> **Task statement**
Reproduce each of the lines word for word.

+++ Available records +++

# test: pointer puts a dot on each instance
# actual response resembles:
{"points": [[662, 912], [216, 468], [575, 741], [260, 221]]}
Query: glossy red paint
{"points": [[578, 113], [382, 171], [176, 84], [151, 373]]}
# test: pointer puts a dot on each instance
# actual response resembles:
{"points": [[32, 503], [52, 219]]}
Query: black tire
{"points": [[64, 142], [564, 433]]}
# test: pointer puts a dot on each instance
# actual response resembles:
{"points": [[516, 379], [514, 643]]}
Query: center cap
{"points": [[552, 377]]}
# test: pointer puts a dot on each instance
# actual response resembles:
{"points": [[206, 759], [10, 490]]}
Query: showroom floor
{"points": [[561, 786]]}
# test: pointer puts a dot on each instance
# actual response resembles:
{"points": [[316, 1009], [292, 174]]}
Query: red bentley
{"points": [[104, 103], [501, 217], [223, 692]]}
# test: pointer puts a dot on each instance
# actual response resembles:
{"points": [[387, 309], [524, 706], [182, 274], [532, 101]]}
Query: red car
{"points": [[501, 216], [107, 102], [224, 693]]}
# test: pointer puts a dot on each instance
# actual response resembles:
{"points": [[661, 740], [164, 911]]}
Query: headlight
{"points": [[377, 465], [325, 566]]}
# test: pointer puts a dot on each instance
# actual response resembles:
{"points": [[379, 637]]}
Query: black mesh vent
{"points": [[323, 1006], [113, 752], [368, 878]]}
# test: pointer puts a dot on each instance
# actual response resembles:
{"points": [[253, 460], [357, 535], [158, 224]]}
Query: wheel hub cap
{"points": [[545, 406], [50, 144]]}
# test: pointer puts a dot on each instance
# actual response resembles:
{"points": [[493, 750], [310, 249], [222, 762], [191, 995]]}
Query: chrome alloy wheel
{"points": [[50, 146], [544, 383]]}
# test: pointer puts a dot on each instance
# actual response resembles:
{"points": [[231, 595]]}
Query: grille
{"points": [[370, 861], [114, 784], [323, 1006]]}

+++

> **Reply**
# test: pointer puts a dot on each instance
# actual response resembles:
{"points": [[662, 912], [216, 468], [575, 741], [260, 221]]}
Query: glossy red paint
{"points": [[578, 113], [382, 171], [176, 84], [151, 373]]}
# test: pointer puts a dot on each instance
# actual response resembles:
{"points": [[32, 503], [52, 219]]}
Query: black tire
{"points": [[64, 142], [564, 433]]}
# test: pointer puts a dot on each instance
# actual response resembles:
{"points": [[516, 379], [514, 643]]}
Query: center cap
{"points": [[552, 377]]}
# test: pointer puts a dot on each instance
# actual response resembles:
{"points": [[206, 759], [10, 490]]}
Query: showroom floor
{"points": [[561, 786]]}
# test: pointer puts a dot on each instance
# actual response resembles:
{"points": [[316, 1009], [292, 174]]}
Query: red bentley
{"points": [[104, 103], [501, 217], [223, 692]]}
# test: pointer puts a dot on each instance
# actual response resembles:
{"points": [[387, 309], [524, 706], [182, 274], [532, 101]]}
Query: red car
{"points": [[501, 216], [107, 102], [224, 693]]}
# test: pointer puts a dot on each instance
# actual response resembles:
{"points": [[661, 740], [164, 911]]}
Query: headlight
{"points": [[377, 465], [325, 566]]}
# test: pointer puts a dot on each instance
# actual response resembles:
{"points": [[379, 637]]}
Query: black mesh vent
{"points": [[323, 1006], [113, 752], [368, 878]]}
# test: pointer puts a dot on each instance
# actual response resembles:
{"points": [[253, 460], [357, 535], [158, 224]]}
Query: wheel hub cap
{"points": [[545, 406], [50, 144]]}
# test: pointer puts a dot on each instance
# actual response resembles:
{"points": [[493, 750], [310, 249], [222, 762], [191, 995]]}
Query: chrome alloy wheel
{"points": [[50, 146], [544, 383]]}
# test: pointer puts a dot on each instance
# actual response resembles:
{"points": [[231, 595]]}
Query: grille
{"points": [[370, 861], [114, 784], [323, 1006]]}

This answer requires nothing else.